BRIEF:
Please rewrite the items below with every "formatted like" swapped for "written in the form" and nothing else altered. Leave the pictures out of your answer.

SUPPLIED RECORDS:
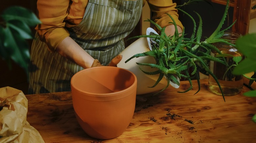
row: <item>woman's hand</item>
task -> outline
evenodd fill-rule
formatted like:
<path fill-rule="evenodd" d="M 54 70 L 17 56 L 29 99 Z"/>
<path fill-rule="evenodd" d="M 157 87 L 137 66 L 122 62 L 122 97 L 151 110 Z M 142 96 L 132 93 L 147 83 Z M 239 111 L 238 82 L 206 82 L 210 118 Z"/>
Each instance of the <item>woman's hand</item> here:
<path fill-rule="evenodd" d="M 111 62 L 110 62 L 110 63 L 109 63 L 109 64 L 108 66 L 117 67 L 117 64 L 121 61 L 122 58 L 123 56 L 120 55 L 118 55 L 112 59 Z M 95 59 L 94 60 L 92 65 L 92 67 L 100 67 L 101 66 L 103 66 L 100 64 L 100 63 L 99 62 L 99 61 L 97 59 Z"/>
<path fill-rule="evenodd" d="M 84 69 L 91 68 L 94 61 L 94 58 L 69 37 L 65 38 L 55 50 L 62 56 Z"/>

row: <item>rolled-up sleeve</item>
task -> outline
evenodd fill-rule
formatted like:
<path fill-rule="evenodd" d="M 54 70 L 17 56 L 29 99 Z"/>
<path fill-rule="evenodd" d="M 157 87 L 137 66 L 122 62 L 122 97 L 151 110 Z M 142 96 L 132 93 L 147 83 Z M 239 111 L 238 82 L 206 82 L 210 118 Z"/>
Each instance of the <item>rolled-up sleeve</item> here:
<path fill-rule="evenodd" d="M 69 36 L 64 28 L 69 0 L 38 0 L 38 16 L 42 22 L 35 28 L 41 40 L 54 51 L 59 43 Z"/>
<path fill-rule="evenodd" d="M 182 29 L 183 26 L 179 20 L 178 10 L 175 8 L 176 3 L 172 0 L 146 0 L 150 9 L 153 12 L 152 18 L 155 22 L 161 27 L 172 24 L 169 23 L 173 21 L 169 16 L 170 14 L 175 21 L 176 24 Z"/>

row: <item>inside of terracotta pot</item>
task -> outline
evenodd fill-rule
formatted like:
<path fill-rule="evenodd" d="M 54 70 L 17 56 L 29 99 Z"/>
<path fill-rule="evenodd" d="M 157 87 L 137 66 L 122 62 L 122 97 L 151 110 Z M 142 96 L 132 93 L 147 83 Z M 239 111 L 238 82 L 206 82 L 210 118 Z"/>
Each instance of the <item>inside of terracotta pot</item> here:
<path fill-rule="evenodd" d="M 134 84 L 135 77 L 130 72 L 117 67 L 88 69 L 74 76 L 73 86 L 82 92 L 105 94 L 125 90 Z"/>

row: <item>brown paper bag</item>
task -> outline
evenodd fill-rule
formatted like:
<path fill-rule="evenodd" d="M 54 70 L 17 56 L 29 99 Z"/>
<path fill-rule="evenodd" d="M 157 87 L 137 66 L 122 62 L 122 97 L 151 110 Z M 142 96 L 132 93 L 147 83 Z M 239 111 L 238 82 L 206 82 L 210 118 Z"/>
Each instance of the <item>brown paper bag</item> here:
<path fill-rule="evenodd" d="M 21 90 L 0 88 L 0 143 L 44 143 L 27 121 L 28 100 Z"/>

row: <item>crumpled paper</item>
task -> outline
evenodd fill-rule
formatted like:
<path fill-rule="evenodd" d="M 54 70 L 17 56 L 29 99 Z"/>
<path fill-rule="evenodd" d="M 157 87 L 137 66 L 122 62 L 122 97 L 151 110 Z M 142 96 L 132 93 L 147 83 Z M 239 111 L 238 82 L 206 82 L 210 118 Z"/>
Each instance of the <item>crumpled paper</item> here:
<path fill-rule="evenodd" d="M 28 102 L 22 91 L 0 88 L 0 143 L 44 143 L 27 121 Z"/>

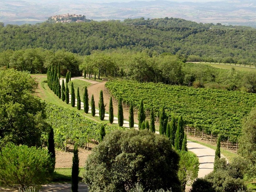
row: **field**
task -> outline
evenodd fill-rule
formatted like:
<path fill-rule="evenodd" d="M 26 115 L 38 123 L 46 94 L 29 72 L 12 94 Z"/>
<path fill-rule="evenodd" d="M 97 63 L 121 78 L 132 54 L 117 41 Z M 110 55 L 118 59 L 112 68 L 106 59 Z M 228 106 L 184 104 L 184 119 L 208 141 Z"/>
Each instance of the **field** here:
<path fill-rule="evenodd" d="M 106 86 L 116 98 L 128 104 L 132 100 L 137 108 L 143 99 L 146 110 L 154 108 L 156 117 L 164 106 L 169 117 L 182 115 L 189 126 L 214 135 L 221 133 L 234 141 L 240 133 L 242 119 L 256 102 L 256 95 L 251 93 L 161 83 L 116 81 Z"/>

RESULT OF THE EXERCISE:
row: <item>woman's hand</item>
task -> outline
evenodd fill-rule
written in the form:
<path fill-rule="evenodd" d="M 54 70 L 17 56 L 29 99 Z"/>
<path fill-rule="evenodd" d="M 157 87 L 137 66 L 122 62 L 122 97 L 151 110 Z M 142 96 L 132 93 L 147 83 Z M 239 111 L 238 82 L 206 82 L 210 118 Z"/>
Each instance of the <item>woman's hand</item> here:
<path fill-rule="evenodd" d="M 111 62 L 110 62 L 110 63 L 109 63 L 109 64 L 108 66 L 117 67 L 117 64 L 121 61 L 122 58 L 123 56 L 120 55 L 118 55 L 112 59 Z M 95 59 L 94 60 L 92 65 L 92 67 L 100 67 L 101 66 L 103 66 L 100 64 L 100 63 L 99 62 L 99 61 L 97 59 Z"/>
<path fill-rule="evenodd" d="M 84 69 L 91 68 L 94 61 L 94 58 L 69 37 L 65 38 L 55 50 L 62 56 Z"/>

row: <item>rolled-up sleeve</item>
task -> outline
evenodd fill-rule
written in the form:
<path fill-rule="evenodd" d="M 54 70 L 17 56 L 29 99 Z"/>
<path fill-rule="evenodd" d="M 157 87 L 137 66 L 122 62 L 122 97 L 151 110 Z M 142 96 L 132 93 L 147 83 Z M 239 111 L 238 82 L 206 82 L 210 118 Z"/>
Each instance of the <item>rolled-up sleeve</item> here:
<path fill-rule="evenodd" d="M 69 36 L 64 28 L 69 0 L 38 0 L 38 16 L 42 22 L 35 28 L 41 40 L 54 51 L 59 43 Z"/>
<path fill-rule="evenodd" d="M 182 29 L 183 26 L 179 20 L 178 10 L 175 8 L 176 3 L 172 0 L 146 0 L 150 9 L 153 12 L 152 18 L 155 22 L 161 27 L 172 24 L 169 23 L 173 21 L 169 16 L 170 14 L 175 21 L 176 24 Z"/>

row: <item>inside of terracotta pot</item>
task -> outline
evenodd fill-rule
written in the form:
<path fill-rule="evenodd" d="M 54 70 L 17 56 L 29 99 Z"/>
<path fill-rule="evenodd" d="M 157 87 L 137 66 L 122 62 L 122 97 L 151 110 Z M 142 96 L 132 93 L 147 83 Z M 239 111 L 238 82 L 206 82 L 210 118 Z"/>
Each instance of the <item>inside of terracotta pot</item> here:
<path fill-rule="evenodd" d="M 134 84 L 135 77 L 130 72 L 117 67 L 88 69 L 74 76 L 73 86 L 82 92 L 105 94 L 125 90 Z"/>

row: <item>brown paper bag</item>
task -> outline
evenodd fill-rule
written in the form:
<path fill-rule="evenodd" d="M 54 70 L 17 56 L 29 99 Z"/>
<path fill-rule="evenodd" d="M 157 87 L 137 66 L 122 62 L 122 97 L 151 110 Z M 142 96 L 132 93 L 147 83 Z M 239 111 L 238 82 L 206 82 L 210 118 Z"/>
Each instance of the <item>brown paper bag</item> here:
<path fill-rule="evenodd" d="M 21 90 L 0 88 L 0 143 L 44 143 L 27 121 L 28 100 Z"/>

row: <item>crumpled paper</item>
task -> outline
evenodd fill-rule
written in the form:
<path fill-rule="evenodd" d="M 54 70 L 17 56 L 29 99 Z"/>
<path fill-rule="evenodd" d="M 157 87 L 137 66 L 122 62 L 122 97 L 151 110 Z M 142 96 L 132 93 L 147 83 Z M 239 111 L 238 82 L 206 82 L 210 118 Z"/>
Each instance of the <item>crumpled paper</item> here:
<path fill-rule="evenodd" d="M 28 102 L 22 91 L 0 88 L 0 143 L 44 143 L 27 121 Z"/>

row: **field**
task -> outline
evenodd fill-rule
written in the form:
<path fill-rule="evenodd" d="M 26 115 L 38 123 L 46 94 L 29 72 L 12 94 Z"/>
<path fill-rule="evenodd" d="M 97 63 L 121 78 L 132 54 L 117 41 Z M 110 55 L 118 59 L 112 68 L 106 59 Z M 228 106 L 184 104 L 184 119 L 208 141 Z"/>
Each instance of the **field** here:
<path fill-rule="evenodd" d="M 106 86 L 116 98 L 128 104 L 132 100 L 137 108 L 143 99 L 146 110 L 154 108 L 156 117 L 164 106 L 169 117 L 182 115 L 189 126 L 214 135 L 221 133 L 234 141 L 240 133 L 242 119 L 256 102 L 256 95 L 251 93 L 161 83 L 116 81 Z"/>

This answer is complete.